> **Fragmento del texto**:
----------------------------------------

Poco después de este párrafo, que nos propone el evangelio de hoy, Pilato saca afuera a Jesús, después de ser azotado, y dice a la multitud: “Aquí tienen al hombre[7]. Jesús no es solamente el modelo del nuevo ser humano sino que pide a quienes le siguen que demuestren con su vida la respuesta al referente que es él. Todo el que se identifique con él será rey, tal es la meta que Dios quiere para todos, pero no reyes de poder, sino reyes  servidores. No se trata de que un hombre reine sobre todos, sino un Reino donde todos se experimenten reyes, en igual dignidad, asentada en Dios.
Sólo en este contexto podemos apreciar la predicación de Jesús sobre el Reino de Dios. Los judíos del tiempo de Jesús entendían esta categoría como una victoria de ellos sobre los paganos, de los “buenos” sobre los “malos”. Jesús predica algo diametralmente opuesto: un Reino sin exclusión, del que forman parte las prostitutas, los pecadores, los marginados, también los paganos (llamados comúnmente “gentiles”), los que van hacia Dios a través de religiones diferentes de la hegemonía cristiana, los no creyentes y los agnósticos, todos, sin excepción.

----------------------------------------

> **Extractos de registros**:
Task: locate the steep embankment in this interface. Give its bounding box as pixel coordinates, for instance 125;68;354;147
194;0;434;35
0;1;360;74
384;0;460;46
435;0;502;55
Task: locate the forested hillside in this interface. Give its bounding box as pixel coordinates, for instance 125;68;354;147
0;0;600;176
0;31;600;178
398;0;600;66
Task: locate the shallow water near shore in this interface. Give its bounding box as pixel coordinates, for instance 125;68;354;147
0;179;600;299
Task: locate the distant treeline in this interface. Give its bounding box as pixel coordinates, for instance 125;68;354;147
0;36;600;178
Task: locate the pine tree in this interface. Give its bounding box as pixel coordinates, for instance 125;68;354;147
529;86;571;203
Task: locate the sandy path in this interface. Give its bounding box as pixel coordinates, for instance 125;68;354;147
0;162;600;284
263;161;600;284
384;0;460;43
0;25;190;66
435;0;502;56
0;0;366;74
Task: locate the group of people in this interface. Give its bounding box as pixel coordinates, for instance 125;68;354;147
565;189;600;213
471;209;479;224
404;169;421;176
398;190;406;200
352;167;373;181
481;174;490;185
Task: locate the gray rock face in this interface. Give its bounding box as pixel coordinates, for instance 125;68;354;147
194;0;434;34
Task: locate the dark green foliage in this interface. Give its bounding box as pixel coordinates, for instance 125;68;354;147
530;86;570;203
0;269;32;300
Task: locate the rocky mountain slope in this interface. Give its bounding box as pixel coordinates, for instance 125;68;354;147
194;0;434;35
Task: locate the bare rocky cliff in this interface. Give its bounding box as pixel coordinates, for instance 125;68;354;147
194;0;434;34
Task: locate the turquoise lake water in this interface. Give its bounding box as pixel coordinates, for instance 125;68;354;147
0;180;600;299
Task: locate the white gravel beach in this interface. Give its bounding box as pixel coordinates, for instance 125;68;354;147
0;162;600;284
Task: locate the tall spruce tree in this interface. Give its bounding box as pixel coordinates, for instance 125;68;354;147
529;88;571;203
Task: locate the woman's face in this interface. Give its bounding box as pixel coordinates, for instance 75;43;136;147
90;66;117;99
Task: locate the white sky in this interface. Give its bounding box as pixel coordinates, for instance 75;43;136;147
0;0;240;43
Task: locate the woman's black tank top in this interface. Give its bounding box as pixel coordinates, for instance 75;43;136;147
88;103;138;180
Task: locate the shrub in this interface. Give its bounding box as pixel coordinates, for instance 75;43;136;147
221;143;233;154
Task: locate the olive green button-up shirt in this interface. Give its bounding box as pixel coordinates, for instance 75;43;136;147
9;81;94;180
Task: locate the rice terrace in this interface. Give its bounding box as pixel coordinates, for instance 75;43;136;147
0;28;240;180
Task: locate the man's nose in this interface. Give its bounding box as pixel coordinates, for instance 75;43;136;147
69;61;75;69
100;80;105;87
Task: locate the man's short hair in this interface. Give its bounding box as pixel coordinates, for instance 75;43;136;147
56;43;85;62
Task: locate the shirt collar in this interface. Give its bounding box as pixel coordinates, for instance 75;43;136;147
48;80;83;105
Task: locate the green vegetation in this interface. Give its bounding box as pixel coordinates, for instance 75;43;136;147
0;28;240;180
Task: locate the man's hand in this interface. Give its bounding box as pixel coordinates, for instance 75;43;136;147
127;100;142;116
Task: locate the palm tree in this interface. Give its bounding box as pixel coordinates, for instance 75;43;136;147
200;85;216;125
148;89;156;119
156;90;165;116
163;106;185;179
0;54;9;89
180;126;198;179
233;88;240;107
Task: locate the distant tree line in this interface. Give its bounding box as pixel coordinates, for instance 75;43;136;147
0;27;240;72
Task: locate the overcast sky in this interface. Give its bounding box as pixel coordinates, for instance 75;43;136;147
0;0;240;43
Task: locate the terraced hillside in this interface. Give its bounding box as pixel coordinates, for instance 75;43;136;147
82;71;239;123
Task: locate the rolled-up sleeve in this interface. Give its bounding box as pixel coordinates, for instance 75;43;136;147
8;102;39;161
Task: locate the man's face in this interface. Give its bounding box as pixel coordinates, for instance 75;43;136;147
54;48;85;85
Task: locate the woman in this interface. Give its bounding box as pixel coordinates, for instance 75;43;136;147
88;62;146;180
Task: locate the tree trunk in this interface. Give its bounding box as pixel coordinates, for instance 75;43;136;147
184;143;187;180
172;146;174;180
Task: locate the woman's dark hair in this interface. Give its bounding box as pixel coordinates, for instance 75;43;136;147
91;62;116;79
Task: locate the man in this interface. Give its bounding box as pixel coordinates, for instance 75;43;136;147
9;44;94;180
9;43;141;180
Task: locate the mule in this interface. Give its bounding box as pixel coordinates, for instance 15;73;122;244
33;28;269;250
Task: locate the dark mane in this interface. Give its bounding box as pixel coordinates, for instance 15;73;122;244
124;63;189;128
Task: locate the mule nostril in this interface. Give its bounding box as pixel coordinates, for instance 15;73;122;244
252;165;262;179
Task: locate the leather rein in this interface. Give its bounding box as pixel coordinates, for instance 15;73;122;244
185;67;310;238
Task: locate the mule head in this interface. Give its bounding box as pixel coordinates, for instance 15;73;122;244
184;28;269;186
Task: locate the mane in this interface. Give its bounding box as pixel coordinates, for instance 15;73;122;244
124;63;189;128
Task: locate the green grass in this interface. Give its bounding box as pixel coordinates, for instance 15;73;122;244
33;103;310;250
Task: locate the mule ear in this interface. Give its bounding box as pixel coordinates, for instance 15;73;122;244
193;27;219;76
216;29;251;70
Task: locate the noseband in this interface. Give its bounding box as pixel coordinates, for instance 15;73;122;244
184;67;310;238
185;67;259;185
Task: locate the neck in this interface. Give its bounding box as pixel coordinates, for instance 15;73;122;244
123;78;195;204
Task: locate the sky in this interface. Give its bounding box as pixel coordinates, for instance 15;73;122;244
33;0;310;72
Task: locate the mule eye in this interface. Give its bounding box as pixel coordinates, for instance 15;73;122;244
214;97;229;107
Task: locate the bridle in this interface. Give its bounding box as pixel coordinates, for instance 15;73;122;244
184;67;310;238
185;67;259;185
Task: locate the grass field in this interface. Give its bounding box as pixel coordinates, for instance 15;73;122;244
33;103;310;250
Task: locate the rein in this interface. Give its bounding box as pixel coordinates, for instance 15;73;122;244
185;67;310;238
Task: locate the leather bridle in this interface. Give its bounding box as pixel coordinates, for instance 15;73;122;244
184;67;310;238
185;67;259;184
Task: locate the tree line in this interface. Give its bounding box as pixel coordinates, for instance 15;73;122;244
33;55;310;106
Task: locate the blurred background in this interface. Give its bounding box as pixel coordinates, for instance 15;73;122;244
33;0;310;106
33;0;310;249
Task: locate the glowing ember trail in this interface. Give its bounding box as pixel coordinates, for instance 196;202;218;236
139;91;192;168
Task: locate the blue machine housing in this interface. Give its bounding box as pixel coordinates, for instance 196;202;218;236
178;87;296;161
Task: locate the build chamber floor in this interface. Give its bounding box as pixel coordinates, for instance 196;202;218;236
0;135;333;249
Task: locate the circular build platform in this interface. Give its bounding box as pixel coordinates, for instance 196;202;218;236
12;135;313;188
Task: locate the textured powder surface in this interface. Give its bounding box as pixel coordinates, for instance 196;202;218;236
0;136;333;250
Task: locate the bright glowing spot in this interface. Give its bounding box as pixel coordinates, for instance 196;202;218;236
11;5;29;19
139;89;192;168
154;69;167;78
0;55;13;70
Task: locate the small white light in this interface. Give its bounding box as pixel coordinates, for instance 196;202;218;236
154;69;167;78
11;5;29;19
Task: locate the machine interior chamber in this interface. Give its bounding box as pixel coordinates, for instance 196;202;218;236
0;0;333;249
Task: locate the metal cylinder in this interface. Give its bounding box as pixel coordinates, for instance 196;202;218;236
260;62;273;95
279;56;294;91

----------------------------------------

> **Tu tarea**: Reescribe el pasaje del comentario sobre el Reino de Dios comprendido entre "Poco después de" y "asentada en Dios.", ambos inclusive, y cambia "reyes" por "soberanos".

> **Resultado**:
Poco después de este párrafo, que nos propone el evangelio de hoy, Pilato saca afuera a Jesús, después de ser azotado, y dice a la multitud: “Aquí tienen al hombre[7]. Jesús no es solamente el modelo del nuevo ser humano sino que pide a quienes le siguen que demuestren con su vida la respuesta al referente que es él. Todo el que se identifique con él será rey, tal es la meta que Dios quiere para todos, pero no soberanos de poder, sino soberanos  servidores. No se trata de que un hombre reine sobre todos, sino un Reino donde todos se experimenten soberanos, en igual dignidad, asentada en Dios.